[Extrait à lire]:
____

Des projets sous-dimensionnés et des revenus aussi

Plus pernicieux encore, les blocages à l'entrepreneuriat féminin pourraient bien provenir des intéressées elles-mêmes. Ainsi, Marjolaine Pierrat-Feraille, présidente de Les Premières, constate que les entrepreneuses ont tendance à sous-estimer leurs projets. « C'est chronique. Dans les business plans, les prix sont inférieurs à ce qu'ils devraient être. C'est logique, puisque les femmes sont sous-payées. Mais une femme qui ne se rémunère pas bien se met en danger, et elle met aussi son projet en danger », regrette-t-elle. Johanny Grandclaude, cofondatrice, avec son mari, de l'agence Senior compagnie, spécialisée dans l'aide à domicile pour personnes âgées et dépendantes, à Metz, ne peut que se reconnaître dans cette description. Il lui a fallu tout l'encouragement de ses proches pour qu'elle se lance enfin dans l'aventure entrepreneuriale. « Je m'étais mise des freins toute seule. Mais autour de moi, on m'a dit ‘pourquoi est ce que tu ne le fais pas ?’», témoigne-t-elle. Deux ans après le lancement de la société, le succès est au rendez-vous. Le regard de l'entrepreneuse a évolué. «Je suis fière et à l'aise de défendre mon prix, car je sais ce qu'il recouvre, mais c'est quelque chose que j'ai dû apprendre », explique-t-elle, sans oublier de souligner, à plusieurs reprise, les diverses aides et accompagnements dont elle a bénéficié...

____

[Consigne]: Poursuivez l'extrait sur l'entrepreneuriat féminin à partir de sa dernière phrase. Les entrées proviennent d'une autre source que l'extrait.

____

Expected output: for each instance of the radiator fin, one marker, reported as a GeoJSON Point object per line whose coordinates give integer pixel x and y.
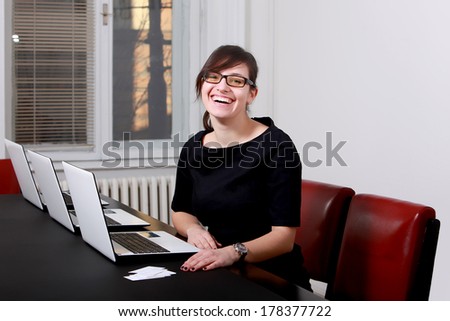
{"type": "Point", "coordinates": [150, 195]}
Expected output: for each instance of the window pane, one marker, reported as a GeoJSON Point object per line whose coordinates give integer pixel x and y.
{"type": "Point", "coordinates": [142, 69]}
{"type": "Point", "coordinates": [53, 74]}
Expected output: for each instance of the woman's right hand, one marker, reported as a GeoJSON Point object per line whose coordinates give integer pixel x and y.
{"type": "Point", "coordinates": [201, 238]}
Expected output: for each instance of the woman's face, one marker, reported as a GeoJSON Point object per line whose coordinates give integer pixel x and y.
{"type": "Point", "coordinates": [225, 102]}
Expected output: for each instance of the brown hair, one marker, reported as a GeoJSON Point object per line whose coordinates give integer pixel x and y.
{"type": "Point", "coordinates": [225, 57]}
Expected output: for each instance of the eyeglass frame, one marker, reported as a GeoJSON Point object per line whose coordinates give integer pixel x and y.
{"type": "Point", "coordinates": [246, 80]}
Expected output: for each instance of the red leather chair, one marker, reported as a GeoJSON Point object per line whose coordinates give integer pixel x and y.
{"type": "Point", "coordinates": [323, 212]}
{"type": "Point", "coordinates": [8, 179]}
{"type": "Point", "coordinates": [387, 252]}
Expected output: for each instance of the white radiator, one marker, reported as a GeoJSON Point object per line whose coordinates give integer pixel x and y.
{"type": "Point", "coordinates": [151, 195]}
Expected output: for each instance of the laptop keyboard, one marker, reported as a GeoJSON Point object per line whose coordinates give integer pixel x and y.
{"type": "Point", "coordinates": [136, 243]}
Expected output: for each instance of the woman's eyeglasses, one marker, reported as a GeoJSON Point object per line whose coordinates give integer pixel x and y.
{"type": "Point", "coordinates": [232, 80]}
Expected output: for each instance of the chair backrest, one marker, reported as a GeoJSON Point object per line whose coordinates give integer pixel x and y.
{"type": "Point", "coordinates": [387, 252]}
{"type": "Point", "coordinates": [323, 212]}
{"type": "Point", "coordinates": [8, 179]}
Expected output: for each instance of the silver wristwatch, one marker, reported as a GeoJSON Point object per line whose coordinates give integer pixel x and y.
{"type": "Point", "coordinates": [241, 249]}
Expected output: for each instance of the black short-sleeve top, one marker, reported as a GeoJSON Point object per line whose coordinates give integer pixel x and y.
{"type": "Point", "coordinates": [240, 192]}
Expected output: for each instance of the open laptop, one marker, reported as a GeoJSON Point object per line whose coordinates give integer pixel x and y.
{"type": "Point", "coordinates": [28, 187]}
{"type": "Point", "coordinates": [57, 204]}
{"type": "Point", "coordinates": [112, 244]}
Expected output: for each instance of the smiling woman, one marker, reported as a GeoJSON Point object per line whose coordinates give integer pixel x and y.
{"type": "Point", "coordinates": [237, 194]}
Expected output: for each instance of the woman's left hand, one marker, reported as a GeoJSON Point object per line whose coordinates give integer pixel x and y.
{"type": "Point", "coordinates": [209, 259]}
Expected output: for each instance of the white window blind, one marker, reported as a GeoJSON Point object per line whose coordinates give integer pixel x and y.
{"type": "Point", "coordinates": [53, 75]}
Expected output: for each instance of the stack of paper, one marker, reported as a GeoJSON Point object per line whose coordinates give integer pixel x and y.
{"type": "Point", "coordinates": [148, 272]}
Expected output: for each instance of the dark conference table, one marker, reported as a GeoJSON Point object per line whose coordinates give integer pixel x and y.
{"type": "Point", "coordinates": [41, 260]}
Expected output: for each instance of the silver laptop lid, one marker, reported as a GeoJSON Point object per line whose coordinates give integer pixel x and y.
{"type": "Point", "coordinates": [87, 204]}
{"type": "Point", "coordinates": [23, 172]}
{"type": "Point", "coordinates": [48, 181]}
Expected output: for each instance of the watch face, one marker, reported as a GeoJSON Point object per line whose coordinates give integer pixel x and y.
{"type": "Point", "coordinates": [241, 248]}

____

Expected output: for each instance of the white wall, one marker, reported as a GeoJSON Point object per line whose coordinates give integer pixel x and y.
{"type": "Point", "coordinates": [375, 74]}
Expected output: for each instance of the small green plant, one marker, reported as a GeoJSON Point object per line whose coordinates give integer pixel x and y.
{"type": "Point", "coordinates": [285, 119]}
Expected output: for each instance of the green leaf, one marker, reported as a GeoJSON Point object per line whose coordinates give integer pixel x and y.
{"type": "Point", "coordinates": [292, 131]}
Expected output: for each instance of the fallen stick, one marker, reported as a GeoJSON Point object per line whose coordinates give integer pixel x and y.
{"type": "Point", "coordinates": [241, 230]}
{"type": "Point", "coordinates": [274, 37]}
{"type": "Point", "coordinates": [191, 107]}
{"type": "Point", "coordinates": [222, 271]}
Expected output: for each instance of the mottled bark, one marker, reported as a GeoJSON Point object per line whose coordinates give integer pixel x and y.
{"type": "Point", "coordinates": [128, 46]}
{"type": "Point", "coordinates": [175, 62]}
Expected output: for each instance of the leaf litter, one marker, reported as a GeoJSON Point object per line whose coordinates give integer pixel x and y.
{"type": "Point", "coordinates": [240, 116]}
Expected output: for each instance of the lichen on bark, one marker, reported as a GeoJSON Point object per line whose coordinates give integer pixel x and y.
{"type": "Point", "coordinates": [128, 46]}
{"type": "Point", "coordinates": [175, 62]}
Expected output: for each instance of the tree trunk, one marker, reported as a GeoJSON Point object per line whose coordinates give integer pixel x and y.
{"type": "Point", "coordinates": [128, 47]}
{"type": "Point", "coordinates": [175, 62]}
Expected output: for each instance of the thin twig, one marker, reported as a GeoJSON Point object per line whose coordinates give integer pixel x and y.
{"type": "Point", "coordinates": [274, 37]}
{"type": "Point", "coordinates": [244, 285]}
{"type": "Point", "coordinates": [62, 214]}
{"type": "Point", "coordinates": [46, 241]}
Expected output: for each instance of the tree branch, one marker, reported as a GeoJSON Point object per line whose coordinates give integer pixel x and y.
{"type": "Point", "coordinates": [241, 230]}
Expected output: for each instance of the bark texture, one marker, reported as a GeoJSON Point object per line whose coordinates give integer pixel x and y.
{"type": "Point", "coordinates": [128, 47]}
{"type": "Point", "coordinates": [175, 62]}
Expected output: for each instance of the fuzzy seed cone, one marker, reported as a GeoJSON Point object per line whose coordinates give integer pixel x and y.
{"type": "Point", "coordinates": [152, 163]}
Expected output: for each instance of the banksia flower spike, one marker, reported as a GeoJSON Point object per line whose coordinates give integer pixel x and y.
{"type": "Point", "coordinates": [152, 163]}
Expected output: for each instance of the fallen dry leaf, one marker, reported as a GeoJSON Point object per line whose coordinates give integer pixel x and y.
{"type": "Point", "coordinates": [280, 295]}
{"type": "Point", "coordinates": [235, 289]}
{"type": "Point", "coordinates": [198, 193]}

____

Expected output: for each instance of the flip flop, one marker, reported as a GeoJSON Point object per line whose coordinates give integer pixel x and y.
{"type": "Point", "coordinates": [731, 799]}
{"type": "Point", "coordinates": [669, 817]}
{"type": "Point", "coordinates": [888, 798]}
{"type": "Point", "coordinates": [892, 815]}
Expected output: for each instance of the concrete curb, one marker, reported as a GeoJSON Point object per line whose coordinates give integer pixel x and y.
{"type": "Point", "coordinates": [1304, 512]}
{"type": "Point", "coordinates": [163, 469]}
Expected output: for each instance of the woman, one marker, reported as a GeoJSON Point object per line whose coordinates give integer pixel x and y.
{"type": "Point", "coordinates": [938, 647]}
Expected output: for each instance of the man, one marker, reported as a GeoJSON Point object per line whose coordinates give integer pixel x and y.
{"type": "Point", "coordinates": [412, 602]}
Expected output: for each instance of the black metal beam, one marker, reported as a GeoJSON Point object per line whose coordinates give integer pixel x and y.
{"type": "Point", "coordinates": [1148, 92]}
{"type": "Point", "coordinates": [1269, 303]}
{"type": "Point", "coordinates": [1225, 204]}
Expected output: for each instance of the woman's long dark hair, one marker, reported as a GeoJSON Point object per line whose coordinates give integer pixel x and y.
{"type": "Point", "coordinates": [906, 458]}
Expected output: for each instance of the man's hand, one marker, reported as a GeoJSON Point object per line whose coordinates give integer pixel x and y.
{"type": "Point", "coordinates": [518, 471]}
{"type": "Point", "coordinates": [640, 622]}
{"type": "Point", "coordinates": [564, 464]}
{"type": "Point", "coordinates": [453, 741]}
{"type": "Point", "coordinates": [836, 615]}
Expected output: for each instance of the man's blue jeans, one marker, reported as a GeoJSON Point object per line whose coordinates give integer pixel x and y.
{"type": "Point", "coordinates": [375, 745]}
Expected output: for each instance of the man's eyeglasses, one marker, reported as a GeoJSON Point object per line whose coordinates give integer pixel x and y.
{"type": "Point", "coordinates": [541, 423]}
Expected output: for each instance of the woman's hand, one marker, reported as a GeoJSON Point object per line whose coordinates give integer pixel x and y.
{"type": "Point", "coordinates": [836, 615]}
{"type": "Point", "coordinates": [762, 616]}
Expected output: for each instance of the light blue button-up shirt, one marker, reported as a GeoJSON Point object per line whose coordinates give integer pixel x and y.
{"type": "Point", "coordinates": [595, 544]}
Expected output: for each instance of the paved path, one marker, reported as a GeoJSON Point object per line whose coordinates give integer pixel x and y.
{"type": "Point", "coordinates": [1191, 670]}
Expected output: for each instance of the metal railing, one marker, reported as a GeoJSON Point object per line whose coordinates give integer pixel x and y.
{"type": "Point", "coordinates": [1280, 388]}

____

[Réponse]:
Au delà des difficultés, il existe une autre dimension spécifique à l'entrepreneuriat féminin, souligne l'étude d'Initiative France : les projets des femmes soutenues par l'association comptent une dimension sociétale ou environnementale plus importante que les hommes au moment de la structuration de leur société ( 56 % contre 52% ). Et elles affirment des convictions plus fortes, qu'il s'agisse d'écologie, d'impact social ou de partage de la valeur et du pouvoir ( 90% contre 83% pour ce dernier critère). Combien comptent ces convictions ? Combien pèse la sous-estimation chronique de leurs projets évoquée par Marjolaine Pierrat-Feraille ? Quoi qu'il en soit, ces entrepreneuses sont très nettement plus nombreuses que les hommes à se déclarer insatisfaites de leur niveau de rémunération ( 63% contre 56%).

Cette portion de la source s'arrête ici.